Task to carry out: Reproduce all of the data below word for word, omitting the images.

** START OF Provided data **

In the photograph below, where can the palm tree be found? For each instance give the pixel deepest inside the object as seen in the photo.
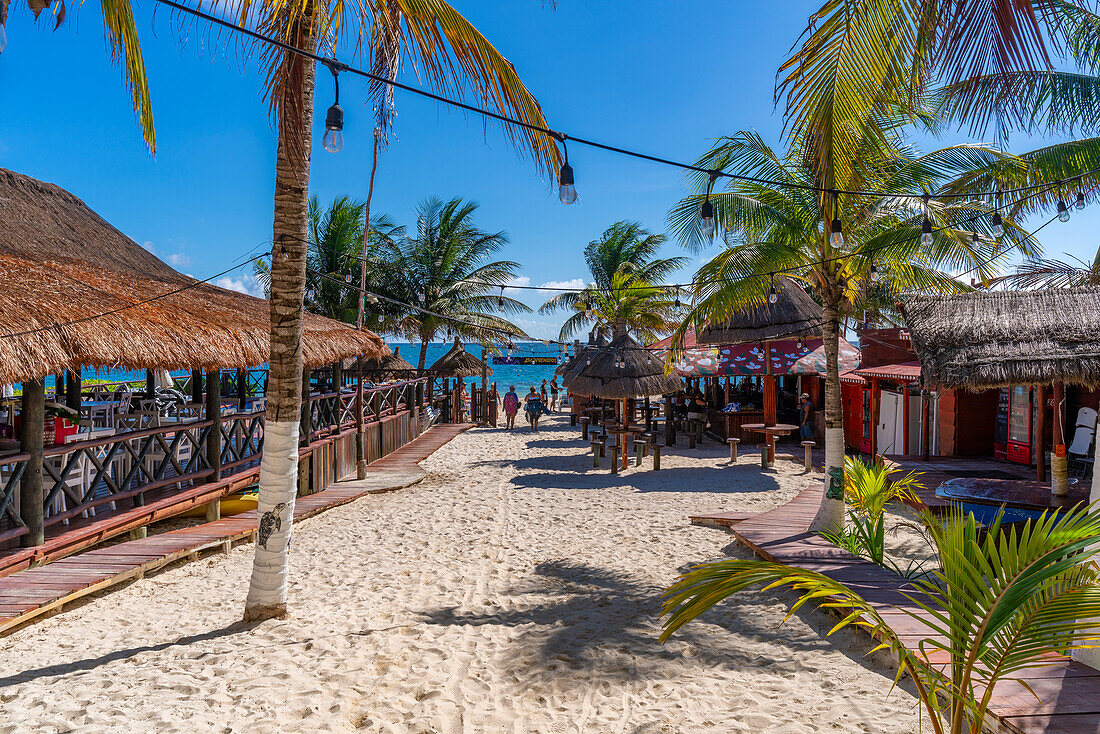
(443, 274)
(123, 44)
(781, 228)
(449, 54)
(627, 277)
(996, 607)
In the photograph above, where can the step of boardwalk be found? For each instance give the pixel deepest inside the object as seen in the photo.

** END OF Provided data **

Full response:
In the photograph below, where can the palm tree be found? For each instance give the pixel deepest inside the object as seen in the photo.
(443, 274)
(123, 44)
(781, 228)
(449, 54)
(627, 277)
(996, 607)
In the photograph above, where can the step of boardwalk be found? For each instance give the pixel deepest inside the object as seen in the photo.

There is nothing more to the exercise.